— Stated problem —
Convert the full listing below into a numbered list with one line per item and no blank lines. Omit the pictures.

Dataset excerpt:
◇ ◇ ◇ ◇ ◇ ◇ ◇
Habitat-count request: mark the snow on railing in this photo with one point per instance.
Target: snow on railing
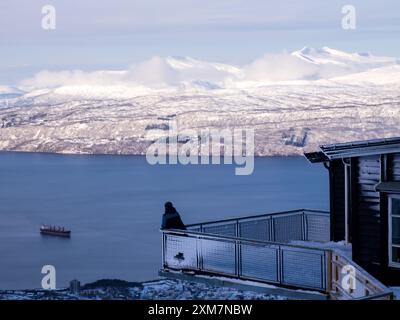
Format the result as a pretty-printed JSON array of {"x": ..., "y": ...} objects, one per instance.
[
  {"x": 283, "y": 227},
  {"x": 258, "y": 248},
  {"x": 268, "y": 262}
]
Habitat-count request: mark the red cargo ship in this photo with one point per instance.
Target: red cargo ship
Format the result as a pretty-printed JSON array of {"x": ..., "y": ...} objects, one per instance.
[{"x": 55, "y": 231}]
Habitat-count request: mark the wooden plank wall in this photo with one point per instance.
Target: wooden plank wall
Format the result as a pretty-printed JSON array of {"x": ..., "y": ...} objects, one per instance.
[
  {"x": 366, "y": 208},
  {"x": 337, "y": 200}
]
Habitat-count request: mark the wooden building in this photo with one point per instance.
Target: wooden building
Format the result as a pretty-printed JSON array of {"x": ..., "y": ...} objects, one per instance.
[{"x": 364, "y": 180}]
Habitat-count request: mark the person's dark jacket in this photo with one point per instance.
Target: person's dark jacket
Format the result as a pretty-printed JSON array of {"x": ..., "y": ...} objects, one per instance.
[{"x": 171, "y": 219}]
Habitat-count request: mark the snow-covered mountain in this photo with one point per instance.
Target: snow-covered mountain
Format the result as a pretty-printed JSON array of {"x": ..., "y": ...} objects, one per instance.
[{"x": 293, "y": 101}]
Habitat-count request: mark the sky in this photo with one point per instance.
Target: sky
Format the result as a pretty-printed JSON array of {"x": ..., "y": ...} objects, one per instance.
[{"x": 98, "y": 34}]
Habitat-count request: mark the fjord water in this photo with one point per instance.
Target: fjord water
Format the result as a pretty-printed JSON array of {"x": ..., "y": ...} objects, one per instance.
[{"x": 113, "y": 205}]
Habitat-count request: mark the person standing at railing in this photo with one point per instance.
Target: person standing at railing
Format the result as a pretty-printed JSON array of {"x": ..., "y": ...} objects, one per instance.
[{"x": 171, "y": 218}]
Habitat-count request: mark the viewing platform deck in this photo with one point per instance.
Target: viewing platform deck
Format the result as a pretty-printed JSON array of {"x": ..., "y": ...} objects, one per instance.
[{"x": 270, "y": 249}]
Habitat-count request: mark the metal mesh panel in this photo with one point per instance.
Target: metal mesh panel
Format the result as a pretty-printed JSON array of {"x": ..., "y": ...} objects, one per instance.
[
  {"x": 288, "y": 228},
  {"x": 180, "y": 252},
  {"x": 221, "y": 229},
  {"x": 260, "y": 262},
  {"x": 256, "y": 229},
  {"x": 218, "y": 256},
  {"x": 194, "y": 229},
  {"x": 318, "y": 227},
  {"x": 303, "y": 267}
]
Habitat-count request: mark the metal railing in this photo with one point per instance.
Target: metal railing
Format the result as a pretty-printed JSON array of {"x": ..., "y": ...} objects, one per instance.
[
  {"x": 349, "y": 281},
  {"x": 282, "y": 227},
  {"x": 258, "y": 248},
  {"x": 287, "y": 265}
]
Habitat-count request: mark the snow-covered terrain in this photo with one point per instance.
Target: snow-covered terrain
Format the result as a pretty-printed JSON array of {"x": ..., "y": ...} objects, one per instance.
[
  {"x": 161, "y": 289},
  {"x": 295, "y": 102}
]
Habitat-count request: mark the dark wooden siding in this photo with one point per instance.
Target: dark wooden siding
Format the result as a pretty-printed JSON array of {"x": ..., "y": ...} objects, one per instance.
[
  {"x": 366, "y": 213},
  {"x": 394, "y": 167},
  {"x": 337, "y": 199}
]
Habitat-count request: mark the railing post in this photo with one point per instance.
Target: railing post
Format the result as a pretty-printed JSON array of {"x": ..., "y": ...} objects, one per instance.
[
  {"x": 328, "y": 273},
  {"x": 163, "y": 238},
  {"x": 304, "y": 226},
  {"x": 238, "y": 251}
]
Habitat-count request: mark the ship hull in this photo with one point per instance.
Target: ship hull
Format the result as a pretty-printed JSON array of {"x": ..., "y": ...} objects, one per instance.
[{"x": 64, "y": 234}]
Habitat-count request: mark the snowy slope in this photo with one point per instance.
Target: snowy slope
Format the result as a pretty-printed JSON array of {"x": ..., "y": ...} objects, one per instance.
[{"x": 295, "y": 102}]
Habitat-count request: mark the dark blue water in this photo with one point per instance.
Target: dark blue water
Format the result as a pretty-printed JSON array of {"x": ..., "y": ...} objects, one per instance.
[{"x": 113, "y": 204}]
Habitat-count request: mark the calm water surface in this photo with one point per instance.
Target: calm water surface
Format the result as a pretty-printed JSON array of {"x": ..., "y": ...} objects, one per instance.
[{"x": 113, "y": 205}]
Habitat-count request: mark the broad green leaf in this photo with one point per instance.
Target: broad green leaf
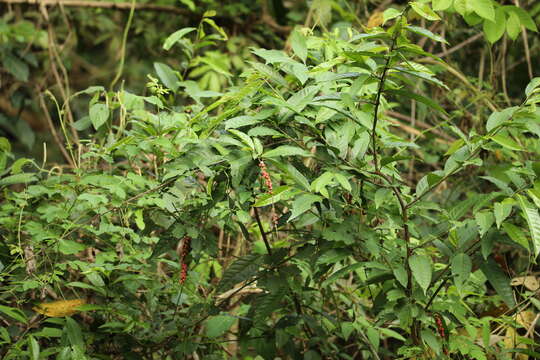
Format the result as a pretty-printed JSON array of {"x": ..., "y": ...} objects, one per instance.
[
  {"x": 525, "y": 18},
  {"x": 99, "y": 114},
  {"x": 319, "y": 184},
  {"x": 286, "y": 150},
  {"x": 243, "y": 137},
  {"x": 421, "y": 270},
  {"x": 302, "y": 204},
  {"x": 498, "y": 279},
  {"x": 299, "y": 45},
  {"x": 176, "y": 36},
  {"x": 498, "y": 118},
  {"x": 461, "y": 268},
◇ ◇ ◇ ◇ ◇ ◇ ◇
— Written answer —
1. Habitat-count request: mark the snow on railing in this photo with one point per instance.
2. Target: snow on railing
3. Format the result as a pretty-printed JSON array of {"x": ..., "y": ...} objects, one per instance.
4. [
5.   {"x": 283, "y": 227},
6.   {"x": 258, "y": 248},
7.   {"x": 268, "y": 262}
8. ]
9. Habitat-count request: mark the red cargo ship in this photo with one point per instance.
10. Target: red cargo ship
11. Format the result as a pretty-printed JSON array of {"x": ..., "y": ...} objects, one per instance.
12. [{"x": 55, "y": 231}]
13. Habitat-count request: mark the wooden plank wall in this photo with one point per instance.
14. Target: wooden plank wall
15. Format the result as a pretty-printed JSON array of {"x": ..., "y": ...} objects, one per instance.
16. [
17.   {"x": 366, "y": 208},
18.   {"x": 337, "y": 200}
19. ]
20. Habitat-count request: mark the wooden building in this photo with one point per instance.
21. Target: wooden building
22. Format the result as a pretty-printed JSON array of {"x": ..., "y": ...} objects, one per instance.
23. [{"x": 364, "y": 180}]
24. Habitat-count request: mark the person's dark jacket in this photo with one point per instance.
25. Target: person's dark jacket
26. Format the result as a pretty-printed JSON array of {"x": ..., "y": ...} objects, one per instance.
27. [{"x": 171, "y": 219}]
28. Habitat-count request: mark the snow-covered mountain in this photo with one point per instance.
29. Target: snow-covered mountain
30. Format the result as a pretty-printed JSON array of {"x": ..., "y": ...} objects, one per instance.
31. [{"x": 293, "y": 101}]
32. Habitat-count request: mark the sky in this photo with one point per instance.
33. Target: sky
34. Format the result as a pretty-printed JSON array of {"x": ..., "y": ...} objects, one per instance.
35. [{"x": 98, "y": 34}]
36. Habitat-count request: mark the fjord water in this photo with one point per instance.
37. Target: fjord water
38. Format the result as a pretty-printed JSON array of {"x": ..., "y": ...} objects, one per instance.
39. [{"x": 113, "y": 205}]
40. Habitat-count request: mark the person standing at railing in this photo with one point per instance.
41. Target: person standing at railing
42. Format the result as a pretty-printed JSON array of {"x": ..., "y": ...} objects, one per instance.
43. [{"x": 171, "y": 218}]
44. Habitat-count request: mark the viewing platform deck in this photo with one point per instance.
45. Target: viewing platform deck
46. Format the result as a pretty-printed JSON array of {"x": ..., "y": ...} objects, one per instance.
47. [{"x": 270, "y": 249}]
48. Habitat-count request: mark the metal mesh panel in this photo with one point per instance.
49. Target: metal mesh panel
50. Format the result as a pretty-printed JSON array of {"x": ..., "y": ...} objects, one per instance.
51. [
52.   {"x": 288, "y": 228},
53.   {"x": 180, "y": 252},
54.   {"x": 221, "y": 229},
55.   {"x": 260, "y": 262},
56.   {"x": 256, "y": 229},
57.   {"x": 218, "y": 256},
58.   {"x": 194, "y": 229},
59.   {"x": 318, "y": 227},
60.   {"x": 303, "y": 267}
61. ]
62. Habitat-count request: mark the metal railing in this photo with one point per instance.
63. Target: metal railing
64. Format the result as a pretty-printed JSON array of {"x": ..., "y": ...} objects, one per instance.
65. [
66.   {"x": 349, "y": 281},
67.   {"x": 282, "y": 227},
68.   {"x": 258, "y": 248},
69.   {"x": 287, "y": 265}
70. ]
71. Habitat-count request: mark the snow-covered terrain in this photo with one point per instance.
72. Target: snow-covered terrain
73. Format the result as a pretty-printed JSON array of {"x": ..., "y": ...} objects, one per instance.
74. [
75.   {"x": 161, "y": 289},
76.   {"x": 295, "y": 102}
77. ]
78. Habitat-count request: mark the dark wooden siding in this photo with one point per instance.
79. Target: dark wooden siding
80. Format the result as a pretty-printed JSON array of {"x": ..., "y": ...} objects, one per instance.
81. [
82.   {"x": 366, "y": 213},
83.   {"x": 394, "y": 167},
84.   {"x": 337, "y": 199}
85. ]
86. Habitat-count request: mark the railing post in this photo with one point per instance.
87. Target: railing post
88. Format the result as a pretty-printed JSON array of {"x": ..., "y": ...} objects, one per instance.
89. [
90.   {"x": 328, "y": 273},
91.   {"x": 163, "y": 238},
92.   {"x": 304, "y": 226},
93.   {"x": 238, "y": 251}
94. ]
95. Habitat-count request: mark the ship hull in this photo with one point per instance.
96. Target: ship hull
97. Format the result as a pretty-printed JSON array of {"x": ..., "y": ...} objects, one per instance.
98. [{"x": 64, "y": 234}]
99. Habitat-count request: mark the snowy slope in this photo with one point per instance.
100. Target: snowy slope
101. Format the result as a pretty-printed JSON array of {"x": ..., "y": ...} objects, one per instance.
102. [{"x": 295, "y": 102}]
103. Habitat-count request: mark the dark blue water in this photo with one point per instance.
104. Target: dark blue water
105. Format the result as a pretty-printed JSON array of {"x": ..., "y": ...} objects, one per instance.
106. [{"x": 113, "y": 204}]
107. Habitat-count request: mark the calm water surface in this photo with one point per instance.
108. Target: calm water surface
109. Format the result as a pretty-printed JSON array of {"x": ..., "y": ...} objects, one per instance.
110. [{"x": 113, "y": 205}]
111. Habitat-count request: mark the broad green leaf in this photo with one point per instance.
112. Target: broad green leaf
113. Format the result as a pretty-printed JSON array of {"x": ..., "y": ...} objects, one per instance.
114. [
115.   {"x": 525, "y": 18},
116.   {"x": 99, "y": 114},
117.   {"x": 319, "y": 184},
118.   {"x": 286, "y": 150},
119.   {"x": 243, "y": 137},
120.   {"x": 421, "y": 270},
121.   {"x": 302, "y": 204},
122.   {"x": 498, "y": 279},
123.   {"x": 299, "y": 45},
124.   {"x": 176, "y": 36},
125.   {"x": 498, "y": 118},
126.   {"x": 461, "y": 268},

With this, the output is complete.